** Exercise aim **
Locate every line below that contains the string "long", and copy each of those lines. Case matters when matching.

Point annotation lines:
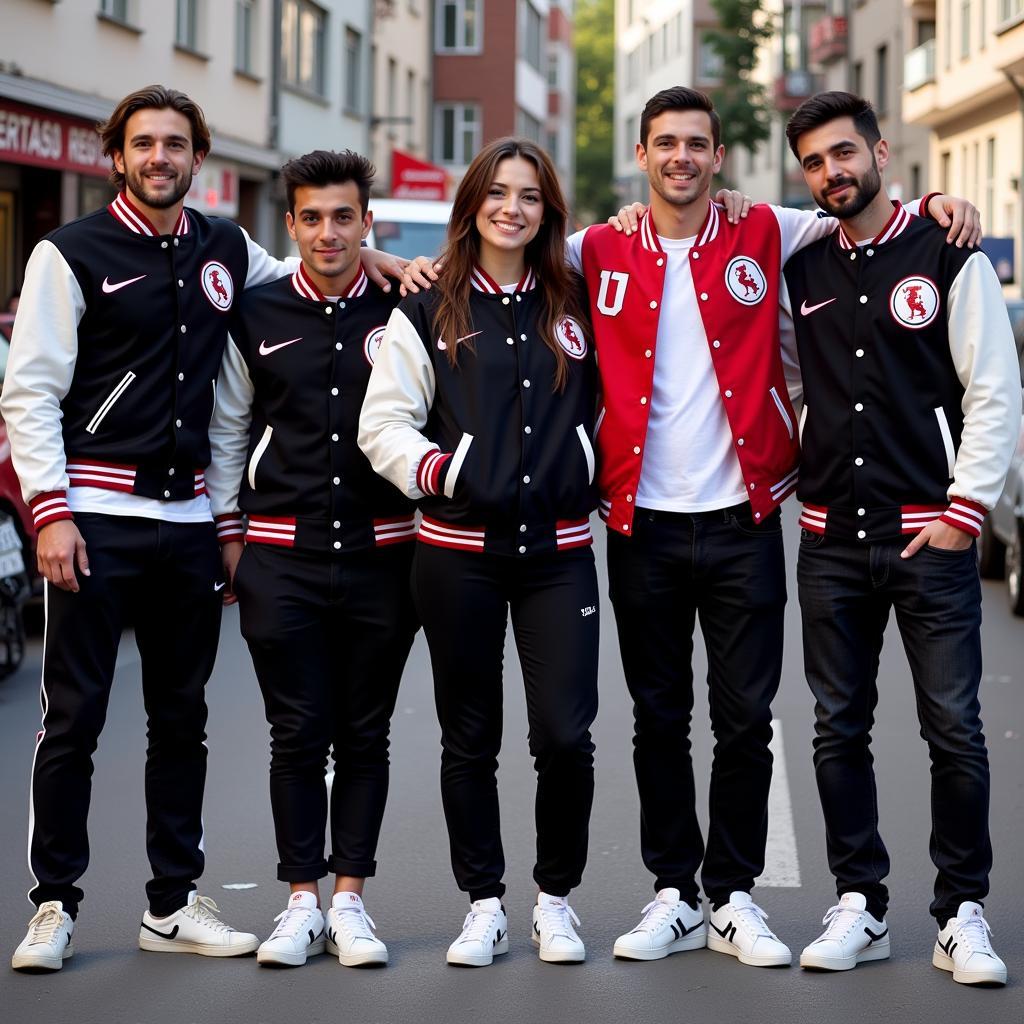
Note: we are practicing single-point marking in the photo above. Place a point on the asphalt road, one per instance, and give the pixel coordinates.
(418, 908)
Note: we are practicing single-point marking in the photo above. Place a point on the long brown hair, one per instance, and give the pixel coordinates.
(545, 252)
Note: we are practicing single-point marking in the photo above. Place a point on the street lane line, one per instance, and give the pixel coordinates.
(781, 863)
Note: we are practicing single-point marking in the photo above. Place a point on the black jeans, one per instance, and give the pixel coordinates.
(165, 574)
(464, 599)
(720, 568)
(329, 638)
(846, 592)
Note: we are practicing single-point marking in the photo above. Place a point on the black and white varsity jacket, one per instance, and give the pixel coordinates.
(502, 462)
(911, 387)
(114, 359)
(283, 436)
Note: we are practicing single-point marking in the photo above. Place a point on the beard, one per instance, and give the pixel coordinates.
(864, 190)
(158, 201)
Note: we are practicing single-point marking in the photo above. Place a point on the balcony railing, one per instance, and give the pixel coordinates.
(919, 66)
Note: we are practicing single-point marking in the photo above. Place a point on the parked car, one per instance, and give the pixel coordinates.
(409, 226)
(1001, 545)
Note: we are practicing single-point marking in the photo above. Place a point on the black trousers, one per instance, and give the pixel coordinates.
(166, 574)
(464, 599)
(329, 638)
(846, 593)
(720, 568)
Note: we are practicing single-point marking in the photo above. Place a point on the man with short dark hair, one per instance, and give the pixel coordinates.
(911, 412)
(323, 583)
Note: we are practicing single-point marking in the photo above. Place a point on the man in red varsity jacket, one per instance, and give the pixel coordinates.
(323, 583)
(697, 448)
(911, 413)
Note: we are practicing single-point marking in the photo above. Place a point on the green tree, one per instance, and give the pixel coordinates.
(594, 37)
(742, 103)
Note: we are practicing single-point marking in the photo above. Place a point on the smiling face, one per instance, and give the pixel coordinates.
(842, 171)
(158, 160)
(680, 157)
(512, 211)
(328, 225)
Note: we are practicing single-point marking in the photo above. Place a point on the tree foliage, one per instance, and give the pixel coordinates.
(742, 103)
(594, 37)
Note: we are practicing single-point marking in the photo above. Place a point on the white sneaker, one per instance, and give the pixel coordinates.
(553, 931)
(852, 936)
(668, 926)
(963, 947)
(738, 929)
(47, 943)
(350, 933)
(299, 933)
(195, 929)
(484, 935)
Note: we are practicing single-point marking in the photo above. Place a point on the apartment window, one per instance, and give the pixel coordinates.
(186, 25)
(882, 79)
(459, 29)
(458, 135)
(531, 25)
(302, 29)
(245, 36)
(352, 72)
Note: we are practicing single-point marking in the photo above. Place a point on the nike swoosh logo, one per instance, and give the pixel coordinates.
(110, 289)
(807, 310)
(265, 349)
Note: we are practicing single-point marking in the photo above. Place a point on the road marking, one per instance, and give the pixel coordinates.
(781, 863)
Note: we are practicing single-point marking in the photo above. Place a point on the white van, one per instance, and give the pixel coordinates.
(409, 226)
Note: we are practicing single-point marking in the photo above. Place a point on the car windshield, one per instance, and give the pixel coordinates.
(407, 239)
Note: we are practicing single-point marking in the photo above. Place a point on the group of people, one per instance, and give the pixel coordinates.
(170, 386)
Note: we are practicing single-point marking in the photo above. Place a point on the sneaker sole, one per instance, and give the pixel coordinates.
(558, 956)
(157, 945)
(813, 962)
(34, 964)
(694, 941)
(721, 946)
(944, 963)
(280, 957)
(483, 960)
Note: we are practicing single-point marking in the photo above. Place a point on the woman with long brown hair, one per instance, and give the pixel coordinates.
(481, 404)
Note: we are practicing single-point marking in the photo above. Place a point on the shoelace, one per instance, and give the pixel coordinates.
(556, 920)
(44, 926)
(753, 919)
(655, 913)
(476, 926)
(204, 910)
(839, 921)
(293, 920)
(357, 923)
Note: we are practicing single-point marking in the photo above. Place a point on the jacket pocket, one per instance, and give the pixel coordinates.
(109, 402)
(588, 452)
(455, 467)
(786, 419)
(947, 440)
(258, 452)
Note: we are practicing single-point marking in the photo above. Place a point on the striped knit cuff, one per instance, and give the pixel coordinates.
(229, 527)
(48, 507)
(430, 473)
(966, 515)
(923, 209)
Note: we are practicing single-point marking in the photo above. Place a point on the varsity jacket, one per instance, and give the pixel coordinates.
(115, 353)
(500, 461)
(283, 435)
(911, 387)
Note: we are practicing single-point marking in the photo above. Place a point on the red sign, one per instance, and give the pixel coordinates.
(412, 178)
(42, 138)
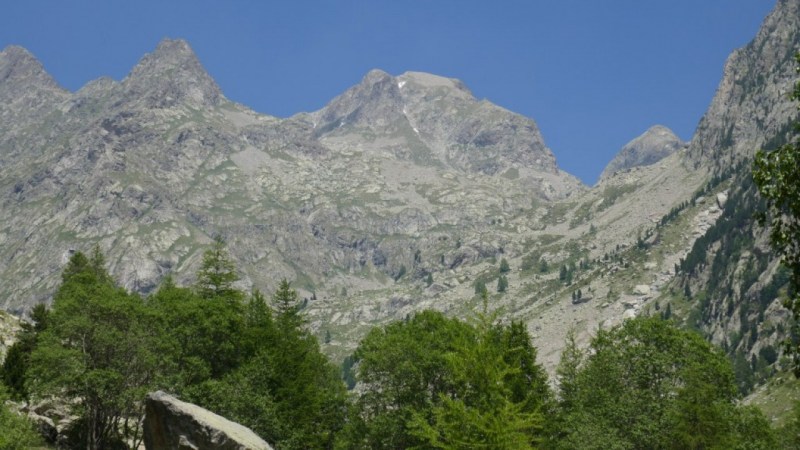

** Output of the exercise **
Note: we are practicing single-point marking in the photo above. Place a point on the long brown hair, one per instance, and give the pixel coordinates.
Note: we are practicing single-point marking in the photo above. Place a point on the woman with long brown hair, one per instance, and give the pixel coordinates.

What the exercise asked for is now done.